── Líneas mostradas ──

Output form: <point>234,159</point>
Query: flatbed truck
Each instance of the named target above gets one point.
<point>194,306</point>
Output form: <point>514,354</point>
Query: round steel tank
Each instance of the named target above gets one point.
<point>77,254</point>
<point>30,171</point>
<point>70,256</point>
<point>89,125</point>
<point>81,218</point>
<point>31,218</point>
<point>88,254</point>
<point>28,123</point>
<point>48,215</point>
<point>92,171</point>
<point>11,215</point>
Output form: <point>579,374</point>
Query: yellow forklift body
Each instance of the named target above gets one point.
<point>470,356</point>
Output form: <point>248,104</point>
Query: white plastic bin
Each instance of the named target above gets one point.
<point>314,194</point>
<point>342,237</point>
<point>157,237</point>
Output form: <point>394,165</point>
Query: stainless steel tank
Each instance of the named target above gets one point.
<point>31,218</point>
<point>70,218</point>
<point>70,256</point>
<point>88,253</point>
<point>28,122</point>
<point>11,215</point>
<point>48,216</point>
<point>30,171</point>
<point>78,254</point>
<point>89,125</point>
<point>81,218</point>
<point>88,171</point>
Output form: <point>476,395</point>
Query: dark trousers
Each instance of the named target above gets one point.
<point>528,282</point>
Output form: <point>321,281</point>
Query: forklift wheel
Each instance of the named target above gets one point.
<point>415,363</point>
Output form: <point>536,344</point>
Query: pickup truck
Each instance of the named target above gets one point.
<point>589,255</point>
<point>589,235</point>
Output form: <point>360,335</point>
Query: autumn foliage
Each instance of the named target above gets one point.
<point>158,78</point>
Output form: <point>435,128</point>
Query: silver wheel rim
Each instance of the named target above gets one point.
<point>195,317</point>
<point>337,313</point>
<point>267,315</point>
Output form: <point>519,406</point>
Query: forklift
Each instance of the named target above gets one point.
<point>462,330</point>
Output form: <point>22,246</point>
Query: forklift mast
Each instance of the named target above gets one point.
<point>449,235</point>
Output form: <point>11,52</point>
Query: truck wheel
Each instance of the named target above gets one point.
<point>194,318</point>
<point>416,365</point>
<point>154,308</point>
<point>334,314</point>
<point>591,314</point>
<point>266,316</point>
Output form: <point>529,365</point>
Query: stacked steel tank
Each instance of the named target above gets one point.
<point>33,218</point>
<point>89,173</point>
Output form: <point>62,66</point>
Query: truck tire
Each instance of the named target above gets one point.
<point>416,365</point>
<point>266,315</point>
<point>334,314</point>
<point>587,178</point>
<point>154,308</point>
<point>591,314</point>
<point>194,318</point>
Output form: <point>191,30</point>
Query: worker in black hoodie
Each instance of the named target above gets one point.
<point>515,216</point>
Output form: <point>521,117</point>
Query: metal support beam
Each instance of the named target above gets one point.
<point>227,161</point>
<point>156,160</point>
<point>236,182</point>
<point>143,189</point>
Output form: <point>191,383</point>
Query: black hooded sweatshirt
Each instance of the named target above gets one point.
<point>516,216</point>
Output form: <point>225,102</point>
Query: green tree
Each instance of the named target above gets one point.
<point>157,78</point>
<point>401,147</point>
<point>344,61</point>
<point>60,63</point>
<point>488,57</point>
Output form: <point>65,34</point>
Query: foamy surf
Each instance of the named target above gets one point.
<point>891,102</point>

───

▶ _Objetivo del ejercicio_:
Reescribe como lista numerada, sin líneas en blanco, el tramo que se abre con la línea que contiene "Output form: <point>62,66</point>" y se cierra con la que contiene "<point>515,216</point>", ambas incluidas.

▶ _Solución propuesta_:
1. Output form: <point>62,66</point>
2. Query: truck tire
3. Each instance of the named target above gets one point.
4. <point>416,365</point>
5. <point>266,315</point>
6. <point>334,314</point>
7. <point>587,178</point>
8. <point>154,308</point>
9. <point>591,314</point>
10. <point>194,318</point>
11. Output form: <point>191,30</point>
12. Query: worker in black hoodie
13. Each instance of the named target above gets one point.
14. <point>515,216</point>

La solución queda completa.